TEXT BLOCK |
###

New York City’s leaders are waking up to the latest problem in the ever-worsening drug crisis: xylazine, a sedative spreading like wildfire through the country.

The Adams administration caught heat over the weekend for a new Health Department ad campaign warning residents about the drug, sometimes called “tranq,” which is now cut into much of the city’s fentanyl. The literature tells users to get their drugs tested for xylazine by one of several nonprofits and encourages them to avoid using xylazine-tainted drugs, “especially alone or in a place where it might be dangerous to be unconscious for a long time.” The advertising encourages those with potentially tainted drugs to take them to one of the city’s controversial supervised-consumption sites.

Staten Island representative Nicole Malliotakis echoed many critics of the administration’s approach when she slammed it as “enabling drug use and addiction, by operating injection centers and vending machines with free drug paraphernalia.” This is a reasonable criticism; an even more trenchant one is that the city’s approach is totally inadequate to the problem it faces.

Like basically everywhere else in the United States, New York is experiencing a deadly drug crisis, of unprecedented proportions. Provisional data reported to the CDC indicate nearly 2,900 overdose deaths in the five boroughs last year—a 10 percent increase over 2021, and a nearly 90 percent rise over 2019. The lion’s share of those deaths were driven by synthetic opioids like fentanyl, which has not only replaced heroin on the streets of major metros but also entered into the supply of other drugs.

###

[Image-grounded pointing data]
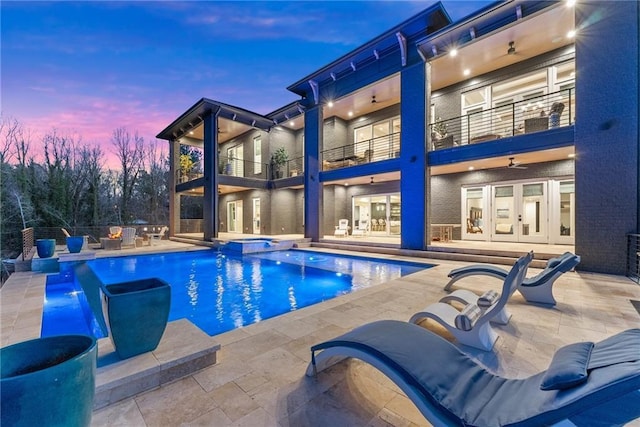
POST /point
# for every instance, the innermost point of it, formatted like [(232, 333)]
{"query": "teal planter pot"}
[(48, 381), (74, 244), (45, 247), (137, 314)]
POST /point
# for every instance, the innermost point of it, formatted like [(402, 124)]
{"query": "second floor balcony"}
[(532, 115)]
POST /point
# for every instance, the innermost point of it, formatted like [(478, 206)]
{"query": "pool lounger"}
[(538, 288), (471, 326), (584, 382)]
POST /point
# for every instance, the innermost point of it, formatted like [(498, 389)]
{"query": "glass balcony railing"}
[(532, 115), (370, 150)]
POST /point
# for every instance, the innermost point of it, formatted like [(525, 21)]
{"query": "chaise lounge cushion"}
[(568, 367)]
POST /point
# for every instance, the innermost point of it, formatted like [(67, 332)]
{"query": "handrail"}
[(532, 115), (370, 150), (28, 241)]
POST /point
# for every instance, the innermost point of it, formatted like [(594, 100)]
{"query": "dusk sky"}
[(87, 68)]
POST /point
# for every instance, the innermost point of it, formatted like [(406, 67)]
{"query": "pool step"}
[(183, 350), (474, 256)]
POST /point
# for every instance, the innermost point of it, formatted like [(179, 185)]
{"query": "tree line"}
[(61, 181)]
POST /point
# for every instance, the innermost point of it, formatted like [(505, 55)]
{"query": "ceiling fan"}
[(514, 164)]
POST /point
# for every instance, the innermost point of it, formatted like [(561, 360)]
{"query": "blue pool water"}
[(219, 292)]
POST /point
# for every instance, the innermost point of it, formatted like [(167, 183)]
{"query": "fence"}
[(28, 242)]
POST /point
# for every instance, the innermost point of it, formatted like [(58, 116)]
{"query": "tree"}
[(130, 151)]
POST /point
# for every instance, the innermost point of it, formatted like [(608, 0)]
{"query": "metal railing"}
[(28, 241), (532, 115), (371, 150), (243, 168), (633, 257)]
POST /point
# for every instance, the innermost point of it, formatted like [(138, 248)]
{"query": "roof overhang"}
[(429, 20), (195, 115)]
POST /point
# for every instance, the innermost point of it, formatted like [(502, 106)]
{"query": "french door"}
[(234, 216), (520, 213)]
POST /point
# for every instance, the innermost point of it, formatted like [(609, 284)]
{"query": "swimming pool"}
[(221, 291)]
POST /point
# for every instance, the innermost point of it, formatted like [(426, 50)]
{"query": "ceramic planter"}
[(137, 313), (48, 381), (75, 243), (45, 247)]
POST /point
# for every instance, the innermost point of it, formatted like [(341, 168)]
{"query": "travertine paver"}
[(259, 379)]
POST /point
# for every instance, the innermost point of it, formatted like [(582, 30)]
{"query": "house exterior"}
[(518, 123)]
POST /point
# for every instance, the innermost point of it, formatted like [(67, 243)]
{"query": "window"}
[(257, 155)]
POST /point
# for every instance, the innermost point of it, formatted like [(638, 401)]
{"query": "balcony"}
[(367, 151), (532, 115)]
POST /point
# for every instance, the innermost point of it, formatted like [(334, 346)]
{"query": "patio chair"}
[(362, 229), (128, 236), (538, 289), (342, 229), (157, 236), (584, 382), (472, 326)]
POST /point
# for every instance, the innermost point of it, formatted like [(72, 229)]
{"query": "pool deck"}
[(259, 378)]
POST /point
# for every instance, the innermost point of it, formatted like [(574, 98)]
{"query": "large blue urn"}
[(48, 381)]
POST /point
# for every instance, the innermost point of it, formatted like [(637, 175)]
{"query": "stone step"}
[(183, 350)]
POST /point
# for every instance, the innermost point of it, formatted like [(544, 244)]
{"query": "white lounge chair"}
[(128, 236), (157, 236), (342, 229), (584, 381), (471, 326), (362, 229), (538, 288)]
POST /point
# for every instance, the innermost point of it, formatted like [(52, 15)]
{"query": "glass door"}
[(520, 213), (234, 216), (474, 213)]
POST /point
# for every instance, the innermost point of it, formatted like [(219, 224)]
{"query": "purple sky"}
[(87, 68)]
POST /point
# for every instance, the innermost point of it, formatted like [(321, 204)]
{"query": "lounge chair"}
[(472, 326), (450, 388), (362, 229), (128, 236), (157, 236), (538, 288), (342, 229)]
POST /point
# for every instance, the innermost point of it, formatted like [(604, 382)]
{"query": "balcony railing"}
[(532, 115), (370, 150)]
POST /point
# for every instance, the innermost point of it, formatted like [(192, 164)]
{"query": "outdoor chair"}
[(538, 289), (584, 382), (362, 229), (128, 236), (157, 236), (471, 326), (342, 229)]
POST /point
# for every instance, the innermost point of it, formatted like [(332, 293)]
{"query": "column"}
[(413, 182), (313, 119), (210, 154)]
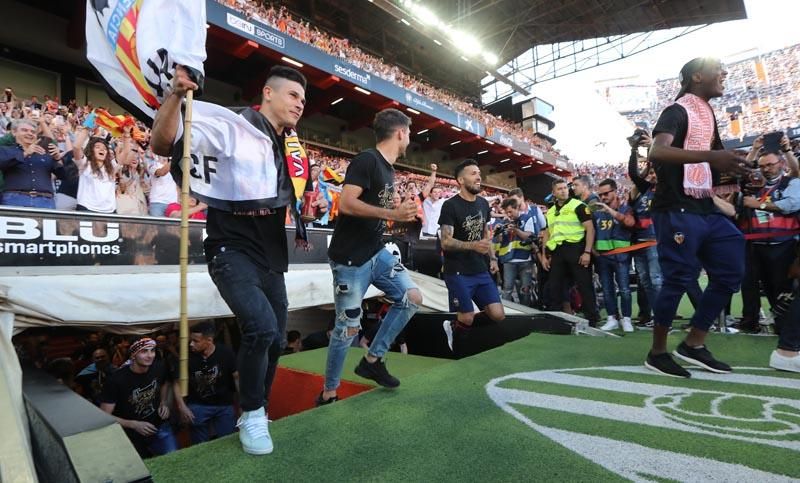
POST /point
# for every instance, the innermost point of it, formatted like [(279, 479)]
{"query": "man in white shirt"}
[(163, 189), (431, 204)]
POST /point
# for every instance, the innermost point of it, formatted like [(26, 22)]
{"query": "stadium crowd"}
[(761, 96), (123, 175), (280, 18)]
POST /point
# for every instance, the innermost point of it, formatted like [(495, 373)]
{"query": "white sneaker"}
[(626, 324), (254, 432), (448, 331), (611, 324), (783, 363)]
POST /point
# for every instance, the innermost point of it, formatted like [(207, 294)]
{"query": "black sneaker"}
[(664, 364), (747, 327), (320, 401), (702, 358), (377, 372)]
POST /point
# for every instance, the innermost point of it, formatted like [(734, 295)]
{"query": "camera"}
[(637, 136)]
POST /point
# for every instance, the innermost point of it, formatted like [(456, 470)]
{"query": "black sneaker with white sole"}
[(664, 364), (701, 357), (377, 372), (321, 401)]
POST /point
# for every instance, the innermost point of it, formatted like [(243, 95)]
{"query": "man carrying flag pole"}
[(246, 247), (250, 167)]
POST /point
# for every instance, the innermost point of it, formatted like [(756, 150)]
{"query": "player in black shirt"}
[(247, 253), (688, 158), (212, 385), (358, 257), (137, 395), (469, 261)]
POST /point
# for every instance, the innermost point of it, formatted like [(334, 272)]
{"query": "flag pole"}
[(184, 244)]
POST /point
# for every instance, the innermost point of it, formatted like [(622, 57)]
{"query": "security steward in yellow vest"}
[(568, 244)]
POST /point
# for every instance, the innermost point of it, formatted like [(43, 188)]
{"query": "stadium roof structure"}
[(580, 34)]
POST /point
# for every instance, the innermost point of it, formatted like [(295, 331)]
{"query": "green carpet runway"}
[(517, 413)]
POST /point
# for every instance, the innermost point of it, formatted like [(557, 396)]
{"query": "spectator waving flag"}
[(135, 45), (331, 175)]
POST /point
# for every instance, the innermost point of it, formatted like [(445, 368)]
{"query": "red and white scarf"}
[(697, 178)]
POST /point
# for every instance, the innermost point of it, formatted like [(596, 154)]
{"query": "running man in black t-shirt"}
[(137, 395), (469, 261), (212, 385), (688, 158), (358, 258)]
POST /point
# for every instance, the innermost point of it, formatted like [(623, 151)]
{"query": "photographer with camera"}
[(613, 221), (515, 236), (689, 159), (771, 208)]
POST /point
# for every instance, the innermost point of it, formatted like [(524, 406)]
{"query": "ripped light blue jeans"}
[(350, 283)]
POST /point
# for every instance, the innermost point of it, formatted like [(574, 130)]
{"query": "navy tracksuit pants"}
[(688, 242)]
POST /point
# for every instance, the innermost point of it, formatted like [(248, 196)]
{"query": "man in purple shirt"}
[(28, 168)]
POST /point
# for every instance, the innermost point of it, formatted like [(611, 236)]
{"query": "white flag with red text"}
[(136, 44)]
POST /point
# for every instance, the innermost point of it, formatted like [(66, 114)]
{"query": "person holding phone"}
[(358, 257), (28, 166)]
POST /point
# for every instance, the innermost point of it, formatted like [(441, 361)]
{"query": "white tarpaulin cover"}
[(151, 298)]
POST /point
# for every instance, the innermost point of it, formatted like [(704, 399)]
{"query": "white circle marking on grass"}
[(663, 408)]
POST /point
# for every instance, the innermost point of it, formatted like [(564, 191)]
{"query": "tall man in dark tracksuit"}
[(688, 157)]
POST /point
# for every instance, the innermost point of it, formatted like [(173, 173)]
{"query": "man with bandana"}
[(138, 396), (688, 158)]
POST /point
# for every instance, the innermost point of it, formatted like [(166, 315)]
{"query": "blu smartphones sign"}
[(32, 236), (650, 423), (270, 38)]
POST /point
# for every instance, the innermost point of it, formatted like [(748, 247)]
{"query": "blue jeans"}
[(162, 442), (257, 297), (27, 201), (158, 209), (788, 321), (350, 283), (649, 272), (609, 269), (520, 274), (204, 416), (688, 242)]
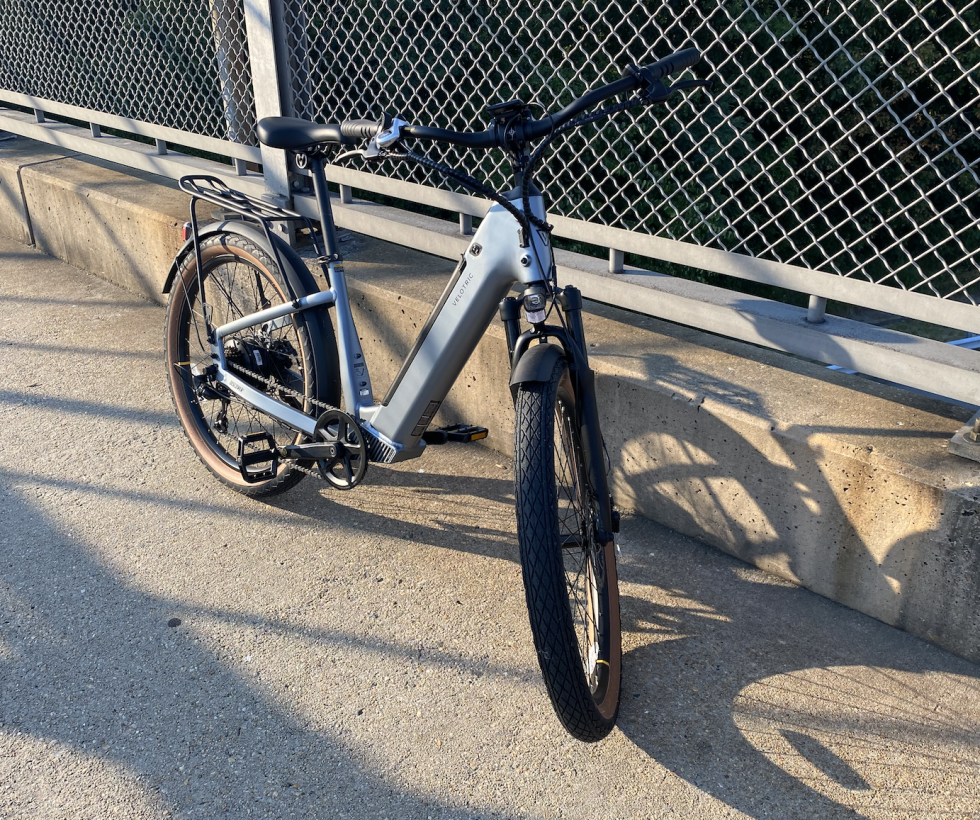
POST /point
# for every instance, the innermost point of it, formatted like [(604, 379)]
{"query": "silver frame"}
[(493, 263)]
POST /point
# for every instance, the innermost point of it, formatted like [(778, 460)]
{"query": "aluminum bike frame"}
[(494, 261)]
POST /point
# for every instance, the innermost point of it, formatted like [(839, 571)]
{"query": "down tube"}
[(447, 340)]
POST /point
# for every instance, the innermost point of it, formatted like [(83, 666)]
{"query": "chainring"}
[(348, 468)]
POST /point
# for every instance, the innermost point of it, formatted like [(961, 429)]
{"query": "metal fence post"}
[(231, 59), (260, 28)]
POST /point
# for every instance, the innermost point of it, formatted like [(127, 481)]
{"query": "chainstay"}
[(272, 383)]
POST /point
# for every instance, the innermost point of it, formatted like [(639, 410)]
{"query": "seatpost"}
[(323, 205)]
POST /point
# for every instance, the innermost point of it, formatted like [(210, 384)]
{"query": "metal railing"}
[(837, 156)]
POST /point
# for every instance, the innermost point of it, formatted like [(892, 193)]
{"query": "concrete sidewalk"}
[(839, 484), (366, 654)]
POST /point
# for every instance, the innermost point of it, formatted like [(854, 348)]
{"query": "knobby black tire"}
[(230, 263), (548, 513)]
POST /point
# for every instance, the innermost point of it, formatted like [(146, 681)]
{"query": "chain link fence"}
[(179, 63), (840, 136)]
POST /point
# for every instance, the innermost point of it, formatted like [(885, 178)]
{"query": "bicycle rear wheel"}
[(569, 577), (239, 279)]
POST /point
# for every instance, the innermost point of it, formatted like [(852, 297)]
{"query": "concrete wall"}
[(837, 483)]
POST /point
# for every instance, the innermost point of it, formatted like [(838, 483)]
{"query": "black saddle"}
[(292, 134)]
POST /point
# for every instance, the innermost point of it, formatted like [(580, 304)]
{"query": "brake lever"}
[(384, 140)]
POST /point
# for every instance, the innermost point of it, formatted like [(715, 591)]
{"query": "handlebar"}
[(529, 130), (360, 129), (535, 129)]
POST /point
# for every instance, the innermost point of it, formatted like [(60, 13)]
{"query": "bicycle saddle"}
[(293, 134)]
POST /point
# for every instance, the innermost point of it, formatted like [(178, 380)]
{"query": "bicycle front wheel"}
[(569, 577)]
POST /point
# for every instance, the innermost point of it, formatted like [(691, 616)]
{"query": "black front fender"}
[(536, 365)]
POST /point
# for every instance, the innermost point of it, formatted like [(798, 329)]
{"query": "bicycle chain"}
[(270, 382)]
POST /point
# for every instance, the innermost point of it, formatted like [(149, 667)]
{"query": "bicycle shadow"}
[(719, 641), (782, 704), (139, 716)]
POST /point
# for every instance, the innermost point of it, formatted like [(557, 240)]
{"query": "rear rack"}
[(216, 191)]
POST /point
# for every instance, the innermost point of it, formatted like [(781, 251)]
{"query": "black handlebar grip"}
[(675, 62), (360, 129)]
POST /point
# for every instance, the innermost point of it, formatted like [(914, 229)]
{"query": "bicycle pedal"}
[(248, 459), (455, 432)]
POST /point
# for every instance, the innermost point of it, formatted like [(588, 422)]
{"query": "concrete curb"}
[(840, 485)]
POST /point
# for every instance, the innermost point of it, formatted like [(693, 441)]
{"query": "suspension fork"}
[(583, 383), (587, 410)]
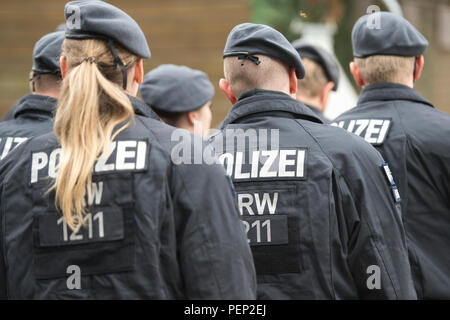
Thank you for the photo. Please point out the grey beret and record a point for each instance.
(248, 39)
(322, 57)
(172, 88)
(46, 53)
(386, 34)
(98, 19)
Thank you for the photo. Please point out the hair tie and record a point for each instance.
(90, 59)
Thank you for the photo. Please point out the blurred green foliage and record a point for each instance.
(279, 14)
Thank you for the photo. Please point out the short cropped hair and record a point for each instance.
(244, 75)
(381, 68)
(314, 81)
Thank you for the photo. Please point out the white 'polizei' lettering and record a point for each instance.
(265, 164)
(121, 156)
(373, 131)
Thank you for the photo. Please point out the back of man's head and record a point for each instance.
(386, 68)
(243, 75)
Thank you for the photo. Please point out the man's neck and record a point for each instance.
(313, 102)
(50, 93)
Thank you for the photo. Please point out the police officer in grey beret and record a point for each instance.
(180, 96)
(45, 76)
(118, 218)
(33, 114)
(322, 223)
(322, 77)
(411, 134)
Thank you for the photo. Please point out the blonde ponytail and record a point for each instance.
(92, 110)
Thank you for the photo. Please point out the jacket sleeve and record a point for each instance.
(377, 250)
(3, 294)
(213, 250)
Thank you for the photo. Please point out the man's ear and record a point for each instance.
(420, 62)
(356, 73)
(292, 83)
(225, 86)
(63, 66)
(139, 71)
(191, 117)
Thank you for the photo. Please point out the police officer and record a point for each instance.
(411, 135)
(33, 114)
(320, 217)
(180, 96)
(45, 76)
(322, 77)
(128, 223)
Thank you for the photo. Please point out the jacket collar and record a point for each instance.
(143, 109)
(35, 104)
(256, 101)
(390, 91)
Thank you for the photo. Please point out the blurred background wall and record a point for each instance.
(193, 32)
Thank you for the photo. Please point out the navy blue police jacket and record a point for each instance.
(414, 138)
(32, 116)
(319, 213)
(154, 229)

###

Continue the article on xylazine and New York City's overdose crisis from the point where it stops.

Xylazine is the latest step in the drug market’s evolution. A commonly used horse tranquilizer currently not on the schedule of controlled substances, the drug seeped into the northeastern U.S. drug supply over the past five years and is now spreading elsewhere. It is commonly added to fentanyl, with the combination sometimes called “sleep cut” or “tranq dope.” The addition of xylazine extends fentanyl’s unusually short high but brings with it deep sedation and added risk of poisoning. In New York City, xylazine-involved deaths rose 36 percent in the first ten months of 2022, according to the Office of the Special Narcotics Prosecutor and the New York Post. When it doesn’t kill, xylazine still does severe damage, giving its users necrotic, unhealing wounds.

The Health Department’s response—encouraging people to use more “safely” and to patronize its supervised-consumption sites—is part of a broader “harm reduction” strategy that’s been at the forefront of the city’s response to drugs since the de Blasio administration. Fears about xylazine also came up at the city’s rollout of a “harm reduction” vending machine, which dispenses pipes, test strips, Narcan, and other “safe use” paraphernalia.

Paradoxically, the emergence of xylazine means such strategies are about to become even less effective. One of the saving graces of New York’s crisis is that it has been, to this point, driven primarily by opioids, overdoses from which can be reversed by the administration of naloxone. But with the spread of a non-opioid sedative into the drug supply, the city finds itself in the same position as areas struggling with the methamphetamine crisis, that is with no readily available antidote to the poison. The products in the harm-reduction vending machine appear similarly ineffectual. What good does it do to hand out crack pipes? (The common answer—that it prevents disease transmission—is almost laughably unscientific.) Certainly, people can go to one of the city’s supervised-consumption sites, but that just means that someone will be around when they overdose, not that they are less likely to overdose from ever more potent drugs.

What is needed, as I argued in a recent National Affairs essay, is not to make using safer but to get people to stop using. Doing that means, first and foremost, treatment for the thousands of New Yorkers whose compulsive use puts them at serious risk for overdose. That care needs to be evidence-based and medication-assisted. Newer, long-acting injectable or subcutaneous applications promise to facilitate treatment adherence among those who struggle to make regular visits to a methadone clinic or take a daily dose of suboxone.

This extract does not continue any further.